PROBLEMS TO SOLVE =
A. Copy the passage of the article on Yellowstone's wolves from "Bringing wolves back" to "the agency decides.".
B. Please say whether each statement agrees with the article on Yellowstone's wolves. Answer yes or no, and quote the words from the article that decide it. (i) Wildlife biologists returned the gray wolves to their traditional habitat less than a decade ago. (ii) A panel of 20 independent scientists reviewed the state management plans. (iii) Ed Bangs is the federal wolf recovery coordinator.

===== TEXT PASSAGE

YELLOWSTONE NATIONAL PARK, Wyo. - The sound of success pierces the cold, still air like a stiletto.
Howls of gray wolves announce their dominance over the food chain from the park's Lamar Valley to the ranches of Montana, less than a decade after wildlife biologists returned them to their traditional habitat.
Bringing wolves back from the brink of extinction is being hailed as an ecological triumph, so much so that the federal government reclassified the animal this year from "endangered" to "threatened." The next step toward removal from the protected species list is for the U.S. Fish and Wildlife Service to transfer responsibility for wolf management to game officials in Idaho, Montana and Wyoming, possibly late next year.
"We have achieved biological success. Now we are trying to achieve bureaucratic success," said Ed Bangs, federal wolf recovery coordinator.
Each state submitted a management plan, which was reviewed by a panel of 12 independent scientists. Those critiques were sent back to the states this week and are to be posted on the Fish and Wildlife Service's Web site. Another round of public comment will follow before the agency decides.

==========
===== ENTRIES SUPPLIED

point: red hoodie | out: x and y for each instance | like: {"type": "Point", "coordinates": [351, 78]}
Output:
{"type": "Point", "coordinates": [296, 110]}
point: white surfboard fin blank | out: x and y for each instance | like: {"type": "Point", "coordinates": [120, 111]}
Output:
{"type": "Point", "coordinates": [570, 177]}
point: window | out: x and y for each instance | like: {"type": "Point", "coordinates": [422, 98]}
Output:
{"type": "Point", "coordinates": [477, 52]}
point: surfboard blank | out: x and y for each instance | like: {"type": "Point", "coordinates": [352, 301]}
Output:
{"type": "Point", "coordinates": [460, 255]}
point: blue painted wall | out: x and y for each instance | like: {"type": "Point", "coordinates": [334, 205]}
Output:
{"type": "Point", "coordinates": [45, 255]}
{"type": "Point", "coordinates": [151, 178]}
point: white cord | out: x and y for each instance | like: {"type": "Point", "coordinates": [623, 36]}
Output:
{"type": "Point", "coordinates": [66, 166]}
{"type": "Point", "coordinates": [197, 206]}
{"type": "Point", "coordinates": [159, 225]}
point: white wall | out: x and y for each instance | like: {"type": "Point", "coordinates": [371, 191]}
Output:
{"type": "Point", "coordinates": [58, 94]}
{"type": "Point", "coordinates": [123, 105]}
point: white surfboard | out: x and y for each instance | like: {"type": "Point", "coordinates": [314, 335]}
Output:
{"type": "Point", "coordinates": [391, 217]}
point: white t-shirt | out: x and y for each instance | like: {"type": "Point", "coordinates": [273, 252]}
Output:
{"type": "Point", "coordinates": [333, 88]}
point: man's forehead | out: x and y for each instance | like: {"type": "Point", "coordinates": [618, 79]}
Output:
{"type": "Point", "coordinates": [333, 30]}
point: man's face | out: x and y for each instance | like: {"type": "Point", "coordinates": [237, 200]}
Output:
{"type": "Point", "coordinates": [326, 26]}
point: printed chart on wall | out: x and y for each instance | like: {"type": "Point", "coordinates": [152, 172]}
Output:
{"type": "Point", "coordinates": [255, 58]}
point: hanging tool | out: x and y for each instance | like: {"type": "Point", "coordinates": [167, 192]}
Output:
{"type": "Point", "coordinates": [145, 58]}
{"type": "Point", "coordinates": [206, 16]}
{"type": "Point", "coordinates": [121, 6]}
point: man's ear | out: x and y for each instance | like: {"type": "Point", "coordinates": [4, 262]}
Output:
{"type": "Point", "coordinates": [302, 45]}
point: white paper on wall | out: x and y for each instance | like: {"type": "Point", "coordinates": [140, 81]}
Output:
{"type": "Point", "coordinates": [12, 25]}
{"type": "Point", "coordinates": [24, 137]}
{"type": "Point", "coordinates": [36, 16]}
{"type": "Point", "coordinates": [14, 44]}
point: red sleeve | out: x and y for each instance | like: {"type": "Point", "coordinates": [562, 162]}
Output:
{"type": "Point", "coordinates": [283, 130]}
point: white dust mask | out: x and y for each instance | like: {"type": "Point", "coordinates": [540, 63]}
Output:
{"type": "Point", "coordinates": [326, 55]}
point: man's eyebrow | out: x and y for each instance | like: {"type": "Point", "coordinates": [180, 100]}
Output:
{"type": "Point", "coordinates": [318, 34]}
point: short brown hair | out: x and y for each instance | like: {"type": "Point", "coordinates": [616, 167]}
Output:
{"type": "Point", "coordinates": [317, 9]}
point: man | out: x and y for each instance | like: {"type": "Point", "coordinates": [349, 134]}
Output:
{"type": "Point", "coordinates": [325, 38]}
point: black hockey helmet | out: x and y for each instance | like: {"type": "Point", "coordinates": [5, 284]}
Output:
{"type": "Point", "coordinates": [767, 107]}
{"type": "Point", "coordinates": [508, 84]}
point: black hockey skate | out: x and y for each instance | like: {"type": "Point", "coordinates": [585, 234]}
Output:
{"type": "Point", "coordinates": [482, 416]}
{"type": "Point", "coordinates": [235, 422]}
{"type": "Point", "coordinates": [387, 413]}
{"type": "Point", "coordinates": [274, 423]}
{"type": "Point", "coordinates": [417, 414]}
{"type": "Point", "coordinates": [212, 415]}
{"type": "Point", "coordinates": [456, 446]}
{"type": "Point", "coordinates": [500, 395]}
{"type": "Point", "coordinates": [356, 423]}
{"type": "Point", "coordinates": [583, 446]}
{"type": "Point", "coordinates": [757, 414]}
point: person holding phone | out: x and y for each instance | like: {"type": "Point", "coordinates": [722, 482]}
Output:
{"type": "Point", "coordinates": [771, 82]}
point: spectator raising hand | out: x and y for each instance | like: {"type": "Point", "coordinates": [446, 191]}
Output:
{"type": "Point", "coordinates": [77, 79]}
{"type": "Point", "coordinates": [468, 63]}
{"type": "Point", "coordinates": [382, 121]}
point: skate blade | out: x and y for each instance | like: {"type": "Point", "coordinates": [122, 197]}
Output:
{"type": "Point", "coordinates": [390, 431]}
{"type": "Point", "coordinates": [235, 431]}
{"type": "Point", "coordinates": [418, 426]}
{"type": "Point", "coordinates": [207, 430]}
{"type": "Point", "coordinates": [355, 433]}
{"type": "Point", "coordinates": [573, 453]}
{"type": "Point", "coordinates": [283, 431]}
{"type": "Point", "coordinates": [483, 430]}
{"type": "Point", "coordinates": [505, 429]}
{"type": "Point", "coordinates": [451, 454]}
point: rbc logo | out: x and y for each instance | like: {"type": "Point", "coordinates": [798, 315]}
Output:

==========

ANSWERS FOR THIS EXERCISE =
A.
Bringing wolves back from the brink of extinction is being hailed as an ecological triumph, so much so that the federal government reclassified the animal this year from "endangered" to "threatened." The next step toward removal from the protected species list is for the U.S. Fish and Wildlife Service to transfer responsibility for wolf management to game officials in Idaho, Montana and Wyoming, possibly late next year.
"We have achieved biological success. Now we are trying to achieve bureaucratic success," said Ed Bangs, federal wolf recovery coordinator.
Each state submitted a management plan, which was reviewed by a panel of 12 independent scientists. Those critiques were sent back to the states this week and are to be posted on the Fish and Wildlife Service's Web site. Another round of public comment will follow before the agency decides.

B.
(i) Yes: "less than a decade after wildlife biologists returned them to their traditional habitat"
(ii) No: "reviewed by a panel of 12 independent scientists"
(iii) Yes: "said Ed Bangs, federal wolf recovery coordinator"